Task to complete>
The response should contain every entry, reproduced exactly.

***** Excerpted data *****

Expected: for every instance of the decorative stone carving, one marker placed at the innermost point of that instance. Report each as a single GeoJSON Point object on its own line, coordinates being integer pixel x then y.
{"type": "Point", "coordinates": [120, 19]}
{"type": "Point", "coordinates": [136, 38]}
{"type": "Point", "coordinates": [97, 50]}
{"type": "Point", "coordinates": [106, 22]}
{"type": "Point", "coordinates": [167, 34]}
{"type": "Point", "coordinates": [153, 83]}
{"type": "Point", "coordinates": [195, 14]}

*****

Response to this exercise>
Expected: for every instance of the decorative stone carving, one marker placed at the innermost point of that instance. Report each as a single GeoJSON Point object on its own line, coordinates being integer pixel x then y.
{"type": "Point", "coordinates": [120, 19]}
{"type": "Point", "coordinates": [136, 38]}
{"type": "Point", "coordinates": [97, 50]}
{"type": "Point", "coordinates": [106, 22]}
{"type": "Point", "coordinates": [167, 34]}
{"type": "Point", "coordinates": [153, 83]}
{"type": "Point", "coordinates": [195, 14]}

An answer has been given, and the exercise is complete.